Please repeat each line of the data exactly, with nothing left out.

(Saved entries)
[Start of Attachment]

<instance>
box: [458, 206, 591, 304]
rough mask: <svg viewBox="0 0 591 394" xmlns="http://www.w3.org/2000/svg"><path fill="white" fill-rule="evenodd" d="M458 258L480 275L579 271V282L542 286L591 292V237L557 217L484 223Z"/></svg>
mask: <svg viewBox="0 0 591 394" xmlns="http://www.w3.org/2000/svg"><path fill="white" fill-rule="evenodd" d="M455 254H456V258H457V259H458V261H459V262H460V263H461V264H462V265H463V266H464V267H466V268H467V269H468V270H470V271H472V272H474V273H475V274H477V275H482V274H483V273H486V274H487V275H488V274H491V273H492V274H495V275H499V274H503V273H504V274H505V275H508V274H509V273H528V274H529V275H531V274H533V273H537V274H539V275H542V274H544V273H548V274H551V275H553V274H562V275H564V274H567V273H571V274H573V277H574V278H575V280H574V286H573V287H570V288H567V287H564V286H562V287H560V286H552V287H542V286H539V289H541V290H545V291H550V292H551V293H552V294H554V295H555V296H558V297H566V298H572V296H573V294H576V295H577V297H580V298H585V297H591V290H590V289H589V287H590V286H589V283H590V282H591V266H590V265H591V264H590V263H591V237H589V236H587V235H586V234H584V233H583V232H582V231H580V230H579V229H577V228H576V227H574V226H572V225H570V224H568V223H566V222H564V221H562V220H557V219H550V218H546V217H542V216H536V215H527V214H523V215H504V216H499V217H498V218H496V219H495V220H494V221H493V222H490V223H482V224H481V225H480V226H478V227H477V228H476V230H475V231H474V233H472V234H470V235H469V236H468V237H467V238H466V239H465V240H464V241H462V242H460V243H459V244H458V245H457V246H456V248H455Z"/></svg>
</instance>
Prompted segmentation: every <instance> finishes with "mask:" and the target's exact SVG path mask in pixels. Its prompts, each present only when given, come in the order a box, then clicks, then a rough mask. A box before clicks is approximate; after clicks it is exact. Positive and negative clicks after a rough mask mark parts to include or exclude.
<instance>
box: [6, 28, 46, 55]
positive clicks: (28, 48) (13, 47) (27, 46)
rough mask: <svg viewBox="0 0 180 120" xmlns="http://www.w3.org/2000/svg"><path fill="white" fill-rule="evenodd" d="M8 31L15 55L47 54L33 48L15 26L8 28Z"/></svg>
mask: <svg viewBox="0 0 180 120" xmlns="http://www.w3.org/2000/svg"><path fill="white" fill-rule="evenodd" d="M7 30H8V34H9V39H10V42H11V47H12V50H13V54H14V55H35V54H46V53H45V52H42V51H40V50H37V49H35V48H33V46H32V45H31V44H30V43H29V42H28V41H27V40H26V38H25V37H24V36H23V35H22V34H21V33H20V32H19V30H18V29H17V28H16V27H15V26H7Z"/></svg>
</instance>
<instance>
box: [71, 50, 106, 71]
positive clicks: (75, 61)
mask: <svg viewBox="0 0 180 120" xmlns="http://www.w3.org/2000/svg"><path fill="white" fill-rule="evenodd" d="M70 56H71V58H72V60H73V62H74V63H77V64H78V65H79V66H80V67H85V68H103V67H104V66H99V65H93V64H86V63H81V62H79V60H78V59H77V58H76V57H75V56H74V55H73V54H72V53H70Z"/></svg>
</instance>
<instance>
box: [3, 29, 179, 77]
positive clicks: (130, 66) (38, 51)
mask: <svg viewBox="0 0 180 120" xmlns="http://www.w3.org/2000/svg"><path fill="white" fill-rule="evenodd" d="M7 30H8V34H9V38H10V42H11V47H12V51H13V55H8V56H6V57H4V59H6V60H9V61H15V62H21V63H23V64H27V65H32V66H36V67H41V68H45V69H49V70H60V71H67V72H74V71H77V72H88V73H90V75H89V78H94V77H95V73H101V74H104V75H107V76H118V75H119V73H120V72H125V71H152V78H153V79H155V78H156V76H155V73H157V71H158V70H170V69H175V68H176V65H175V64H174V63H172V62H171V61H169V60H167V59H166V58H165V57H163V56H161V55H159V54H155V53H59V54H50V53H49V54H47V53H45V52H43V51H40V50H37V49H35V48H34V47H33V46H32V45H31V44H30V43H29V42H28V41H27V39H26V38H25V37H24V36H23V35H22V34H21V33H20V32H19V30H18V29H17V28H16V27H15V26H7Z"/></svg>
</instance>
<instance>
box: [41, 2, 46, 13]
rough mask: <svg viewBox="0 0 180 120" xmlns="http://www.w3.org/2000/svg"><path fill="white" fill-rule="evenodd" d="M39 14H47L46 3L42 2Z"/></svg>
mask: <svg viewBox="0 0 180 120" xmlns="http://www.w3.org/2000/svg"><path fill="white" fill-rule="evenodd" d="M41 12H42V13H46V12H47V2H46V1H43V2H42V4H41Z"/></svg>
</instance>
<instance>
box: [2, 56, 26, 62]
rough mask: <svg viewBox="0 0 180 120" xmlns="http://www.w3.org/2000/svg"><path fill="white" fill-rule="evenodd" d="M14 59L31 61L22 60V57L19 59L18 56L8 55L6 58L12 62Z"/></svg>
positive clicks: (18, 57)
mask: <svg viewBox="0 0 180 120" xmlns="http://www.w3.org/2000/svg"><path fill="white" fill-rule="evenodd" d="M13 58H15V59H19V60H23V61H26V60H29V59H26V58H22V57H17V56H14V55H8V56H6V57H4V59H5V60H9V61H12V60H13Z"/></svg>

[End of Attachment]

:: TASK RESULT ::
<instance>
box: [458, 206, 591, 304]
rough mask: <svg viewBox="0 0 591 394" xmlns="http://www.w3.org/2000/svg"><path fill="white" fill-rule="evenodd" d="M458 258L480 275L579 271V282L542 286L591 292V237L557 217L484 223Z"/></svg>
mask: <svg viewBox="0 0 591 394" xmlns="http://www.w3.org/2000/svg"><path fill="white" fill-rule="evenodd" d="M455 254H456V258H457V259H458V261H459V262H460V263H461V264H462V265H463V266H464V267H466V268H467V269H468V270H470V271H472V272H474V273H475V274H477V275H482V274H483V273H486V274H487V275H488V274H491V273H492V274H495V275H499V274H503V273H504V274H505V275H508V274H509V273H528V274H529V275H531V274H533V273H537V274H539V275H542V274H544V273H548V274H551V275H553V274H562V275H564V274H567V273H571V274H573V277H574V278H575V280H574V286H573V287H570V288H567V287H564V286H562V287H560V286H552V287H542V286H539V289H541V290H545V291H550V292H551V293H552V294H554V295H555V296H558V297H566V298H572V296H573V294H576V295H577V297H580V298H585V297H591V290H590V289H589V287H590V286H589V283H590V282H591V266H590V265H591V264H590V263H591V237H589V236H587V235H586V234H584V233H583V232H582V231H580V230H579V229H577V228H576V227H574V226H572V225H570V224H568V223H566V222H564V221H562V220H557V219H550V218H546V217H542V216H536V215H527V214H523V215H504V216H499V217H498V218H496V219H495V220H494V221H493V222H490V223H482V224H481V225H480V226H478V227H477V228H476V230H475V231H474V233H472V234H470V235H469V236H468V237H467V238H466V239H465V240H464V241H462V242H460V243H459V244H458V245H457V246H456V248H455Z"/></svg>
</instance>
Prompted segmentation: every <instance> finishes with "mask:" and the target's exact SVG path mask in pixels. Its prompts, each present only when given, come in the order a box, then clicks, then a rough mask. A box before clicks is approximate; after clicks it is exact. Positive and negative clicks after a rough mask mark parts to include or exclude.
<instance>
box: [6, 28, 46, 55]
positive clicks: (28, 48) (13, 47) (27, 46)
rough mask: <svg viewBox="0 0 180 120" xmlns="http://www.w3.org/2000/svg"><path fill="white" fill-rule="evenodd" d="M8 31L15 55L47 54L33 48L15 26L8 28Z"/></svg>
mask: <svg viewBox="0 0 180 120" xmlns="http://www.w3.org/2000/svg"><path fill="white" fill-rule="evenodd" d="M7 30H8V34H9V39H10V42H11V47H12V50H13V54H14V55H35V54H46V53H45V52H42V51H40V50H37V49H35V48H33V46H32V45H31V44H30V43H29V42H28V41H27V40H26V38H25V37H24V36H23V35H22V34H21V33H20V32H19V30H18V29H17V28H16V27H15V26H7Z"/></svg>
</instance>
<instance>
box: [71, 50, 106, 71]
positive clicks: (75, 61)
mask: <svg viewBox="0 0 180 120" xmlns="http://www.w3.org/2000/svg"><path fill="white" fill-rule="evenodd" d="M70 56H71V58H72V60H73V62H74V63H77V64H78V65H79V66H80V67H85V68H103V67H104V66H99V65H93V64H86V63H81V62H79V60H78V59H77V58H76V57H75V56H74V55H73V54H72V53H70Z"/></svg>
</instance>
<instance>
box: [3, 29, 179, 77]
positive clicks: (130, 66) (38, 51)
mask: <svg viewBox="0 0 180 120" xmlns="http://www.w3.org/2000/svg"><path fill="white" fill-rule="evenodd" d="M7 30H8V34H9V38H10V42H11V47H12V51H13V55H8V56H6V57H4V59H6V60H9V61H15V62H21V63H23V64H27V65H32V66H36V67H41V68H45V69H49V70H60V71H67V72H74V71H77V72H88V73H90V75H89V78H94V77H95V73H101V74H104V75H107V76H118V75H119V73H120V72H125V71H152V78H153V79H155V78H156V76H155V73H157V71H158V70H170V69H175V68H176V65H175V64H174V63H172V62H171V61H169V60H167V59H166V58H165V57H163V56H161V55H159V54H155V53H59V54H50V53H49V54H47V53H45V52H43V51H40V50H37V49H35V48H34V47H33V46H32V45H31V44H30V43H29V42H28V41H27V39H26V38H25V37H24V36H23V35H22V34H21V33H20V32H19V30H18V29H17V28H16V27H15V26H7Z"/></svg>
</instance>
<instance>
box: [41, 2, 46, 13]
rough mask: <svg viewBox="0 0 180 120" xmlns="http://www.w3.org/2000/svg"><path fill="white" fill-rule="evenodd" d="M39 14H47L46 3L42 2Z"/></svg>
mask: <svg viewBox="0 0 180 120" xmlns="http://www.w3.org/2000/svg"><path fill="white" fill-rule="evenodd" d="M41 12H42V13H46V12H47V2H46V1H43V2H42V4H41Z"/></svg>
</instance>
<instance>
box: [2, 56, 26, 62]
rough mask: <svg viewBox="0 0 180 120" xmlns="http://www.w3.org/2000/svg"><path fill="white" fill-rule="evenodd" d="M14 59L31 61L22 60V57L19 59L18 56L8 55L6 58L12 62Z"/></svg>
positive clicks: (18, 57)
mask: <svg viewBox="0 0 180 120" xmlns="http://www.w3.org/2000/svg"><path fill="white" fill-rule="evenodd" d="M13 58H15V59H19V60H23V61H26V60H29V59H26V58H22V57H17V56H14V55H8V56H6V57H4V59H5V60H9V61H12V60H13Z"/></svg>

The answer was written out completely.